ENTRIES SHOWN:
--

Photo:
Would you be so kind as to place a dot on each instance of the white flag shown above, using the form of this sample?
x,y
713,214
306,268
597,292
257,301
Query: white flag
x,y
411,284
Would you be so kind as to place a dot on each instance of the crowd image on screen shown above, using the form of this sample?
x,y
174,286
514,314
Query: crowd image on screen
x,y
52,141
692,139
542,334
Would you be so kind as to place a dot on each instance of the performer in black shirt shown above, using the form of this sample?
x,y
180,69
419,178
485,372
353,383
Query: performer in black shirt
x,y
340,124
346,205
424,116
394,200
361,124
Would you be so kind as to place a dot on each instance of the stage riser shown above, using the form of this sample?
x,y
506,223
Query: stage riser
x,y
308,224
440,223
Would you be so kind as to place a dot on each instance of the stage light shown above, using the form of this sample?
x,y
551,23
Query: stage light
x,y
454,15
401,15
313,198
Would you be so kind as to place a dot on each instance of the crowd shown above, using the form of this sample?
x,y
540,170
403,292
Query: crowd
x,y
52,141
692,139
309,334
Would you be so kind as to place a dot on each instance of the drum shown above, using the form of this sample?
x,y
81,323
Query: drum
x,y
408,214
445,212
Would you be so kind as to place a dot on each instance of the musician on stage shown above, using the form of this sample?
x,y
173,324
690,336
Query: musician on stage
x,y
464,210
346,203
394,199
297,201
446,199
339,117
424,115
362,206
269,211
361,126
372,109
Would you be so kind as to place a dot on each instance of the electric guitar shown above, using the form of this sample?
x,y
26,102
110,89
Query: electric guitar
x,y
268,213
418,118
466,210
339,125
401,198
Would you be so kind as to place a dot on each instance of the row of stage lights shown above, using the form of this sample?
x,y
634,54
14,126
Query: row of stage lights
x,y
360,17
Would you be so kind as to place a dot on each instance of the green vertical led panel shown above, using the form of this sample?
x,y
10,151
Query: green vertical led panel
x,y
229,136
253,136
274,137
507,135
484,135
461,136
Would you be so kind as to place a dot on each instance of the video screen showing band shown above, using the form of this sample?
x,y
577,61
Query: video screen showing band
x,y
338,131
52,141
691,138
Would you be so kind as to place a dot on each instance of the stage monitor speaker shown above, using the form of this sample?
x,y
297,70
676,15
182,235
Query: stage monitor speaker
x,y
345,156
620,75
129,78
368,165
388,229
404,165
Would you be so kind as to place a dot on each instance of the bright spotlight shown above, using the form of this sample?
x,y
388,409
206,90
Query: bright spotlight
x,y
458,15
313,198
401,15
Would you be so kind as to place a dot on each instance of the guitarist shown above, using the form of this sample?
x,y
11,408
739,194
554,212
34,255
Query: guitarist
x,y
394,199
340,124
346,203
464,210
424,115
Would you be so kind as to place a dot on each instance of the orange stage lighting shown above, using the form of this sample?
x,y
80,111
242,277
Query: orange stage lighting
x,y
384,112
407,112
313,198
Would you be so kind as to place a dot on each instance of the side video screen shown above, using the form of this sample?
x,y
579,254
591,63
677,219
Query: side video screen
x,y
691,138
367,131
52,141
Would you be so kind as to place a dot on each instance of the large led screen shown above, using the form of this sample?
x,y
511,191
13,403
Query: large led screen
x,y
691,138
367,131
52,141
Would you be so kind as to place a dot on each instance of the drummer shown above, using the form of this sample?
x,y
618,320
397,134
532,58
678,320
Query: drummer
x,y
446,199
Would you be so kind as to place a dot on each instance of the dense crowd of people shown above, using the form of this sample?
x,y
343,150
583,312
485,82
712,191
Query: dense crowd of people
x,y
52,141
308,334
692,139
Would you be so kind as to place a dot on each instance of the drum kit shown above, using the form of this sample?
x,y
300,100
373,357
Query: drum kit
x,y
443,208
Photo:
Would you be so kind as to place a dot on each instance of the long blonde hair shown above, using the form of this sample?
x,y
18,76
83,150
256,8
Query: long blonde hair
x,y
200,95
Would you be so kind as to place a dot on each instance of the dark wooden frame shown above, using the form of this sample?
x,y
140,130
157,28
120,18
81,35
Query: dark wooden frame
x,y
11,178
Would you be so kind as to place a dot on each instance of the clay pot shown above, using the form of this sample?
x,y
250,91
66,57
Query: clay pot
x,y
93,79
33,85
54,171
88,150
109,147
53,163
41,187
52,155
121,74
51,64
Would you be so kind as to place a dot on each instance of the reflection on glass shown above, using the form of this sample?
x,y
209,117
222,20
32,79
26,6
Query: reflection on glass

--

WORK REQUIRED: Print the complete listing again, exactly as it stands.

SOLUTION TO THIS EXERCISE:
Photo:
Would you be so kind as to place a dot on each instance of the white flag shown above, using the form of this sample?
x,y
713,214
306,268
597,292
257,301
Query: white flag
x,y
411,284
Would you be so kind as to place a dot on each instance of the crowd image on screen shown above, using the form of this sample?
x,y
174,286
514,314
Query: crowd image on screen
x,y
52,141
692,139
542,334
Would you be so kind as to place a dot on each instance of the performer in black shirt shown above, using the form of this sample?
x,y
180,69
419,178
485,372
353,383
Query: performer in black shirt
x,y
340,124
346,205
424,116
394,200
361,124
Would you be so kind as to place a dot on each instance of the stage riser shown above, using the form of this sample?
x,y
506,223
Query: stage riser
x,y
308,224
440,223
Would you be so kind as to place a dot on each instance of the stage light shown above, using the form of this sample?
x,y
551,23
Query: stage light
x,y
454,15
401,15
313,198
Would you be so kind as to place a dot on each instance of the crowd shown above, using the form of this sample?
x,y
540,170
403,292
Query: crowd
x,y
52,141
692,139
309,334
Would you be so kind as to place a dot on each instance of the drum shown above, using the form of this sample?
x,y
81,323
Query: drum
x,y
408,214
445,212
Would you be so kind as to place a dot on each instance of the musician on stage shown above, using the form of this sample?
x,y
173,324
690,336
Query: musician on stage
x,y
464,210
346,203
394,199
297,201
446,199
339,117
424,115
362,206
269,211
361,126
372,109
Would you be so kind as to place a dot on each instance of the electric guitar shown above, using the form of this sample?
x,y
26,102
110,89
Query: electric guitar
x,y
268,213
418,118
466,210
339,125
401,198
Would you be so kind as to place a dot on each instance of the row of stage lights shown above, using the form of this sample?
x,y
634,54
14,126
Query: row of stage lights
x,y
360,17
Would you be so kind as to place a dot on each instance of the green vertical led panel shown above, using the form of this sample?
x,y
10,151
Query: green vertical led panel
x,y
229,136
253,136
274,137
507,135
484,135
461,136
Would you be so kind as to place a dot on each instance of the video screen showing band shown above, using the form of this sample?
x,y
577,61
Query: video screen showing band
x,y
338,131
52,141
691,138
Would you be so kind as to place a dot on each instance of the stage monitor speaker shown above, using the form of this sample?
x,y
297,70
676,15
182,235
Query: stage monitor speaker
x,y
345,156
620,75
129,78
368,165
388,229
404,165
Would you be so kind as to place a dot on each instance of the bright spotlight shown above, using the form of this sample?
x,y
388,409
206,90
Query: bright spotlight
x,y
458,15
313,198
401,15
Would you be so kind as to place a dot on each instance of the guitarist shown above, using the form of this sample?
x,y
11,408
739,194
554,212
34,255
Query: guitarist
x,y
394,199
340,124
346,203
464,210
424,115
Would you be so kind as to place a dot on each instance of the orange stage lighting shown above, using the form of this sample?
x,y
80,111
242,277
Query: orange stage lighting
x,y
384,112
407,112
313,198
Would you be so kind as to place a dot on each instance of the side video screen shown above, using the form of this sample?
x,y
579,254
591,63
677,219
Query: side video screen
x,y
691,138
367,131
52,141
Would you be so kind as to place a dot on each instance of the large led screen shown above, using the form of this sample?
x,y
511,191
13,403
Query: large led screen
x,y
691,138
367,131
52,141
Would you be so kind as to place a dot on each instance of the drummer shown above, using the form of this sample?
x,y
618,320
397,134
532,58
678,320
Query: drummer
x,y
446,199
Would you be so kind as to place a dot on each instance of the dense crowd of people shown above, using the form of this sample?
x,y
343,150
583,312
485,82
712,191
Query: dense crowd of people
x,y
52,141
308,334
692,139
Would you be so kind as to place a dot on each instance of the drum kit shown above, using the form of this sample?
x,y
300,100
373,357
Query: drum kit
x,y
443,208
Photo:
Would you be so kind as to place a dot on each instance of the long blonde hair shown above, using the form of this sample?
x,y
18,76
83,150
256,8
Query: long blonde hair
x,y
200,95
Would you be so kind as to place a dot on each instance of the dark wooden frame shown above, using the form of this sample?
x,y
140,130
157,28
120,18
81,35
Query: dark wooden frame
x,y
11,178
Would you be so kind as to place a dot on each instance of the clay pot shown above, using the form of this sample?
x,y
250,91
66,57
Query: clay pot
x,y
93,79
33,85
54,171
88,150
109,147
53,163
41,187
52,155
121,74
51,64
Would you be so kind as to place a dot on each instance of the reflection on glass shown above, using the form of this sample?
x,y
209,117
222,20
32,79
26,6
Query: reflection on glass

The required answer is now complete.